▶ Material shown
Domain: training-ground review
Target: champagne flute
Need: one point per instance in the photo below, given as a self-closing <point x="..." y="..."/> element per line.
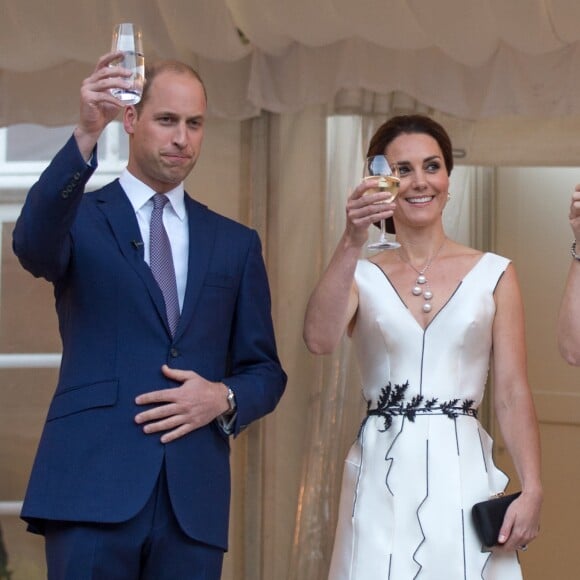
<point x="388" y="174"/>
<point x="128" y="39"/>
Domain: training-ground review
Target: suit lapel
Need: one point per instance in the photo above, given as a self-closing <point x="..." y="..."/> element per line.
<point x="117" y="208"/>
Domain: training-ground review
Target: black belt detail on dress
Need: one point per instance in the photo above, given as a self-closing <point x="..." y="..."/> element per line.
<point x="391" y="403"/>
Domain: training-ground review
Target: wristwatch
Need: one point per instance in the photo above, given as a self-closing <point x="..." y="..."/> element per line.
<point x="231" y="401"/>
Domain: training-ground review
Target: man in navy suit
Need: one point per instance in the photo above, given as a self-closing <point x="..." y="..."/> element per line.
<point x="131" y="478"/>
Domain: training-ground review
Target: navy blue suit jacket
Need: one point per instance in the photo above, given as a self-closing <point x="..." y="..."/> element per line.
<point x="94" y="463"/>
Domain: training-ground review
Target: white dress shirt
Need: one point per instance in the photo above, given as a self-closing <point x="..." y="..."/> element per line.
<point x="174" y="220"/>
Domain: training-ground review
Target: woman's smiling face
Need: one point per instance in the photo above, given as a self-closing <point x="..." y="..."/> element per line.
<point x="424" y="187"/>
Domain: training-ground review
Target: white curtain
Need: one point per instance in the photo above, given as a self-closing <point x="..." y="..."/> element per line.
<point x="471" y="59"/>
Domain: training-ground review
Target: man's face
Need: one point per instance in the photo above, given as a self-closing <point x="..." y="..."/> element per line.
<point x="165" y="138"/>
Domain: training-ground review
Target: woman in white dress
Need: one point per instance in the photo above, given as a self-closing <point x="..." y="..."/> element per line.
<point x="426" y="319"/>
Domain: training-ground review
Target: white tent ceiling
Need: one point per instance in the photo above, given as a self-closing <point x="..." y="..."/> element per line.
<point x="472" y="59"/>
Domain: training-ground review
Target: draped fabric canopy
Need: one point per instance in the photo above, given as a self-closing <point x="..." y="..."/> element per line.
<point x="472" y="59"/>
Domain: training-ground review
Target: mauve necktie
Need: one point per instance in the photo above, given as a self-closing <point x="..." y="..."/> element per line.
<point x="161" y="261"/>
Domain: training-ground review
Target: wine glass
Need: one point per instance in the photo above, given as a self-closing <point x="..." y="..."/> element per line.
<point x="388" y="174"/>
<point x="127" y="38"/>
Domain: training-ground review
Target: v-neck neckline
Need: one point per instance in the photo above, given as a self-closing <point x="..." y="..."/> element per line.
<point x="443" y="306"/>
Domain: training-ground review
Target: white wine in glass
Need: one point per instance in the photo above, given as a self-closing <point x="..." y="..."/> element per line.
<point x="378" y="166"/>
<point x="128" y="39"/>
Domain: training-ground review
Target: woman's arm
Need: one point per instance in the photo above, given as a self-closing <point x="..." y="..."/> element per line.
<point x="334" y="301"/>
<point x="569" y="318"/>
<point x="515" y="412"/>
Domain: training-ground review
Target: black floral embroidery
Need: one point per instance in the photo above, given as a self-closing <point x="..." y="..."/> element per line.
<point x="391" y="402"/>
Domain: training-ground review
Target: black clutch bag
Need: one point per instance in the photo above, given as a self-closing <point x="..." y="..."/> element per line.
<point x="488" y="517"/>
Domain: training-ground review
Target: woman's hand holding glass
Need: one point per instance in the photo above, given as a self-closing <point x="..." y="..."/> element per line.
<point x="372" y="201"/>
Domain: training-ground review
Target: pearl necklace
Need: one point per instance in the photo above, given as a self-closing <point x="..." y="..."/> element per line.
<point x="422" y="287"/>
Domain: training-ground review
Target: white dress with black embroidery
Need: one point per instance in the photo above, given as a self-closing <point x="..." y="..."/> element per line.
<point x="421" y="459"/>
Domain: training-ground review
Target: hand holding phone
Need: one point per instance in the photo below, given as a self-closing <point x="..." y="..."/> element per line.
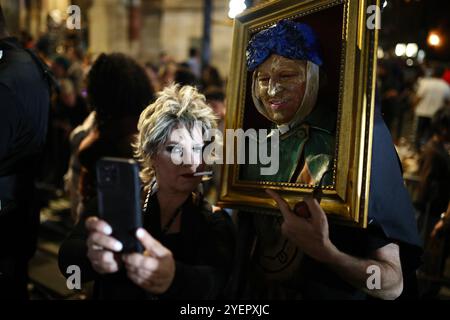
<point x="118" y="189"/>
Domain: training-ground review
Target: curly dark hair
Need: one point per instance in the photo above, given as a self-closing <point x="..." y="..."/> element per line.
<point x="118" y="87"/>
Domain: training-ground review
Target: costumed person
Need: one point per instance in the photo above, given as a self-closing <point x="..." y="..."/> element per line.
<point x="188" y="247"/>
<point x="286" y="61"/>
<point x="307" y="257"/>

▶ Your instructions
Take the material above from its first line through the line holding "Target: black belt detail on dress" and set it down exactly, without the pictures.

▶ Answer space
Domain: training-ground review
Target: champagne flute
Need: one point per instance in the photo below, given as a self-closing <point x="..." y="..."/> element per line.
<point x="388" y="174"/>
<point x="128" y="39"/>
Domain: training-ground review
Target: suit lapel
Need: one point per instance in the photo above, given as a self-closing <point x="..." y="..."/> element per line.
<point x="117" y="208"/>
Domain: training-ground review
Target: black belt detail on dress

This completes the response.